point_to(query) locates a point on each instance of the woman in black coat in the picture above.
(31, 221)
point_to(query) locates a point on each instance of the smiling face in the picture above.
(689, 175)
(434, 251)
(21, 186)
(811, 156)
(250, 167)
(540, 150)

• Task directions: Convert every line of the items above into a numbered list, omitting any blank lines.

• The response:
1. point_to(query) locates a point on each instance of the woman in black coat in the picture above.
2. (31, 221)
3. point_to(query) locates a point on each instance of the smiling face in the picture above.
4. (689, 175)
5. (434, 251)
6. (21, 186)
7. (811, 156)
8. (250, 167)
9. (540, 150)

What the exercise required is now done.